Material:

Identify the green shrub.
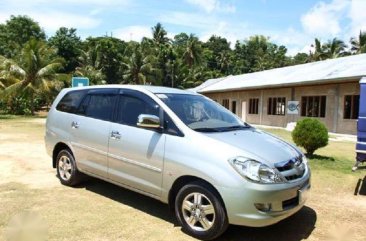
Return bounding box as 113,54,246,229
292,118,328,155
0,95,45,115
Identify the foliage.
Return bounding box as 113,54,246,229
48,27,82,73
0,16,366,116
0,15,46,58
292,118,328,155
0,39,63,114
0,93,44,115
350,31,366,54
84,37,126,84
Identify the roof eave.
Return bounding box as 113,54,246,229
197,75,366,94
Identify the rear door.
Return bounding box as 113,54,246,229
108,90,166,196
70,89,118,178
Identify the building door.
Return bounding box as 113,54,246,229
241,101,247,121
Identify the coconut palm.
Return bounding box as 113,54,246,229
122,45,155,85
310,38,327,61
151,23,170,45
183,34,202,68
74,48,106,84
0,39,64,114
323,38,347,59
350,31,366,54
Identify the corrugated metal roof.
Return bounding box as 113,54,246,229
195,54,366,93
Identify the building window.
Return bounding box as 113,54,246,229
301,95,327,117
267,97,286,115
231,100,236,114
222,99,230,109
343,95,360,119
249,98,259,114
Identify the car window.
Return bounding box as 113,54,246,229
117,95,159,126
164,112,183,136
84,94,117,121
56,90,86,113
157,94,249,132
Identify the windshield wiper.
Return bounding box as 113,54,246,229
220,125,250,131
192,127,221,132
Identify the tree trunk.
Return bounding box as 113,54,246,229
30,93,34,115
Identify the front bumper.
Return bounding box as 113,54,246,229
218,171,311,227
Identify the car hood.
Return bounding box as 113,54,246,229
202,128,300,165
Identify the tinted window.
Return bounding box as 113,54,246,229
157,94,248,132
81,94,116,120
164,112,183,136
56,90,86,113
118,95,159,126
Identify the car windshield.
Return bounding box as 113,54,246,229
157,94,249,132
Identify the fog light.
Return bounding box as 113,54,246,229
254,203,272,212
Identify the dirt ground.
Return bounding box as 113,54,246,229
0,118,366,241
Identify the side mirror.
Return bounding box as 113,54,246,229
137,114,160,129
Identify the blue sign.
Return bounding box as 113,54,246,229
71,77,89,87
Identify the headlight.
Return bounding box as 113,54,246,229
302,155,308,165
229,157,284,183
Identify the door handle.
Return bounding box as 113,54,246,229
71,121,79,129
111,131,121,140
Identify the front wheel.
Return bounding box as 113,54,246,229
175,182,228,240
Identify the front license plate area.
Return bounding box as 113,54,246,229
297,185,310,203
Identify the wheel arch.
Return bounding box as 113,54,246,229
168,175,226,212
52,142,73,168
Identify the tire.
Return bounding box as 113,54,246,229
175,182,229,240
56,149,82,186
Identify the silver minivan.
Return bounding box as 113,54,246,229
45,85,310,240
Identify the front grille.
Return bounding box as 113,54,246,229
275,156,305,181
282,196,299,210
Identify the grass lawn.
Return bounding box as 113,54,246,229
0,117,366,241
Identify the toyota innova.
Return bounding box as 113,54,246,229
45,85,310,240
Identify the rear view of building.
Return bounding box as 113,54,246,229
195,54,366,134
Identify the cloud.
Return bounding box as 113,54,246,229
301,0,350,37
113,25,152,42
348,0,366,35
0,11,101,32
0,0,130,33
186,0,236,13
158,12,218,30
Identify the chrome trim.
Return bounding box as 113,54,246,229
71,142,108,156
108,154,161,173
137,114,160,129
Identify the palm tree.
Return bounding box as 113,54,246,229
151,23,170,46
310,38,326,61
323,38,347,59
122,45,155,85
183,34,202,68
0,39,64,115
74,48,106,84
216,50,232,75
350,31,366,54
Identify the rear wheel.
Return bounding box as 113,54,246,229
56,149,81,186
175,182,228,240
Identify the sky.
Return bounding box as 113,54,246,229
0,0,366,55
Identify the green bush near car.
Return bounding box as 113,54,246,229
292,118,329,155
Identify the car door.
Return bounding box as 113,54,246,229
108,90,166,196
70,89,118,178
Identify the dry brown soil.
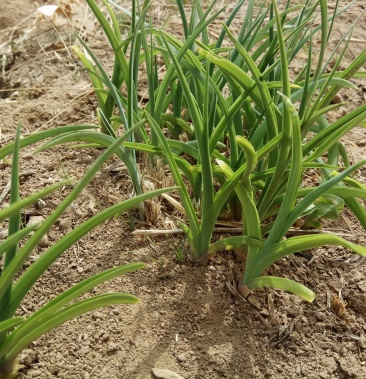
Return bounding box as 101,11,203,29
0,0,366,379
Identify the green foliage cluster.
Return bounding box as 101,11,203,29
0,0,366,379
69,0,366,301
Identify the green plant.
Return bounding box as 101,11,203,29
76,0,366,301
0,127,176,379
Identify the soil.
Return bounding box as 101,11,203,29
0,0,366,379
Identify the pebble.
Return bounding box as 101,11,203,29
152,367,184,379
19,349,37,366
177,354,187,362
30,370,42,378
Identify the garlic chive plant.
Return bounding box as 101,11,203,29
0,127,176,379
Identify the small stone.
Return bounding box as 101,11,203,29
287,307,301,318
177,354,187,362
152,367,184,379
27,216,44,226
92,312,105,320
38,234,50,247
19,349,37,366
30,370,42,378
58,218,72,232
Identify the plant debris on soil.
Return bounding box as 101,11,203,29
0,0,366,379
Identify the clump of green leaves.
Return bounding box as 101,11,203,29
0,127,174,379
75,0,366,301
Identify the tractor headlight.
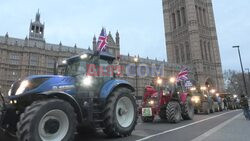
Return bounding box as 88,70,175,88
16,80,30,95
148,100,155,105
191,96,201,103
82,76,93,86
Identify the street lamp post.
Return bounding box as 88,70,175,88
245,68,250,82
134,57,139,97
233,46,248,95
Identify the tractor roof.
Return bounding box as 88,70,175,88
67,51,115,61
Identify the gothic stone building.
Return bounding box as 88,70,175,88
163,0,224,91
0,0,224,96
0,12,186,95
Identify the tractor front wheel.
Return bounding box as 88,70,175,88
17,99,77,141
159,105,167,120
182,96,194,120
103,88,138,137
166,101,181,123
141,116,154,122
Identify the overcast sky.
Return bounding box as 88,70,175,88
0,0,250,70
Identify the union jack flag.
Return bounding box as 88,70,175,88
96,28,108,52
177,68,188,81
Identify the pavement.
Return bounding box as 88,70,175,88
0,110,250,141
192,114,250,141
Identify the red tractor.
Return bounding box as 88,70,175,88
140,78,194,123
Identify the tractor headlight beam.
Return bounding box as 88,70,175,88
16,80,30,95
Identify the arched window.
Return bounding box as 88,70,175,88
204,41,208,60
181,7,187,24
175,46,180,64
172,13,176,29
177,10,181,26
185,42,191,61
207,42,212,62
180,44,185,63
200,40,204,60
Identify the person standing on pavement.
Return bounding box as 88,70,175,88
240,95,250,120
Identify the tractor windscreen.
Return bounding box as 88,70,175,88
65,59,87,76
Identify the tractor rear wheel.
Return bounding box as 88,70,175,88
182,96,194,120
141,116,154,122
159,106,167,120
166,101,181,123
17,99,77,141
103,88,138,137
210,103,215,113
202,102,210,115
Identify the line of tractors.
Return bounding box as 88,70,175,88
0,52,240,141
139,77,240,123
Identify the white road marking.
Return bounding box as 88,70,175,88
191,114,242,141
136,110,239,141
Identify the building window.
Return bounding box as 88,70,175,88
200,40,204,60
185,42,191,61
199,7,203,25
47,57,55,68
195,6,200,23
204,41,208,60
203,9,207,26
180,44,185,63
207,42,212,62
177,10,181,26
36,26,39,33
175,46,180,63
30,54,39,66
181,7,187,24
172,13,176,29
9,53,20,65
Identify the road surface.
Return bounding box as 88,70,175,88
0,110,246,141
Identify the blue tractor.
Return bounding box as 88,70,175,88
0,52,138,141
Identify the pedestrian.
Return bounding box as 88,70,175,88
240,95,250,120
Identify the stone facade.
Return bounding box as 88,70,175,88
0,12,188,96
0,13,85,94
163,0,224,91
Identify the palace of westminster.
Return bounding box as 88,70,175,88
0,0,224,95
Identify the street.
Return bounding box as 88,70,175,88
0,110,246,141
--
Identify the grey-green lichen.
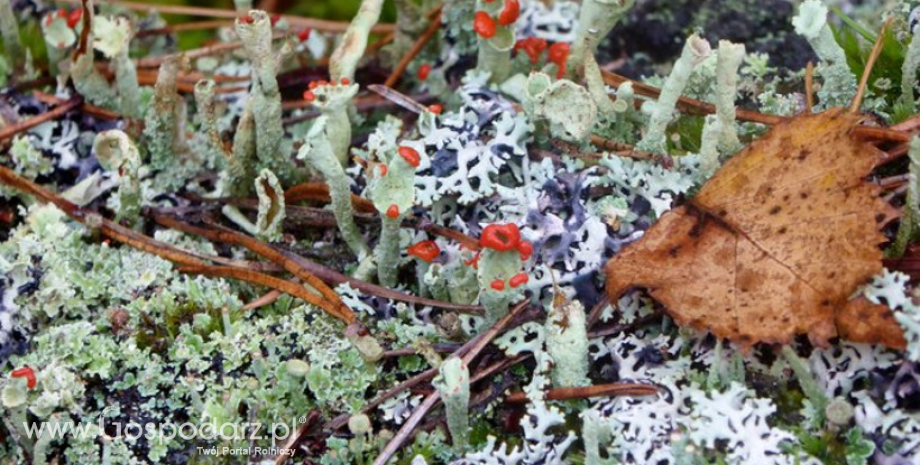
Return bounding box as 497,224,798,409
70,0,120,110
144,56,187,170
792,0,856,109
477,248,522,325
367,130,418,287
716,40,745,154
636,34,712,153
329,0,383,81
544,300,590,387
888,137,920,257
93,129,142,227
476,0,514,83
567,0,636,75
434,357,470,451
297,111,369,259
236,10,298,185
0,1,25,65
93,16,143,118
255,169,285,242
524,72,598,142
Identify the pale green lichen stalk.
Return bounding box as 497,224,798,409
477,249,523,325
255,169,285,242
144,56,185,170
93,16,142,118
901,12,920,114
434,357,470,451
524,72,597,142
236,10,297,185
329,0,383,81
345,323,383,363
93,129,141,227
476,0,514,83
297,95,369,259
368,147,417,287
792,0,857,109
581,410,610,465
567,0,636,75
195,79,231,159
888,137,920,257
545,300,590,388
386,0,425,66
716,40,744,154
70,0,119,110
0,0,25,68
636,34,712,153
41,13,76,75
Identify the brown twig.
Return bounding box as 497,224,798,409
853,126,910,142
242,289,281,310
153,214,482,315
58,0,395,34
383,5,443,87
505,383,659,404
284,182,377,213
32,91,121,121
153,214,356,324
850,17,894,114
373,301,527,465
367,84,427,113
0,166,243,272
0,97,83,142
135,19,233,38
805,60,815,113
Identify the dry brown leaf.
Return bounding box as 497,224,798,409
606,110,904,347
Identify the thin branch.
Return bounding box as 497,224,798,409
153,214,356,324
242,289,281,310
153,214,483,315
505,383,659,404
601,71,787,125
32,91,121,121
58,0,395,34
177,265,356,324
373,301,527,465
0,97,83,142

Objective: Render the records from the line with "Identify the car window." to the line with "202,128,300,165" as a JSON list of strings, one string per line, leaving out blank lines.

The completed task:
[
  "Identify the car window.",
  "Return bounding box as 113,54,246,229",
  "117,95,159,126",
  "164,112,183,136",
  "84,94,117,121",
  "56,90,86,113",
  "157,94,249,132",
  "Identify the windshield wiper.",
  "Return bounding box as 113,54,246,229",
  "220,125,250,131",
  "192,127,221,132",
  "Identify the tree trunk.",
  "Return bounding box as 113,54,246,229",
  "30,93,34,115",
  "Identify the front bumper.",
  "Return bounding box as 113,54,246,229",
  "218,171,311,227",
  "Identify the car hood.",
  "Return bounding box as 113,54,246,229",
  "202,128,300,165"
]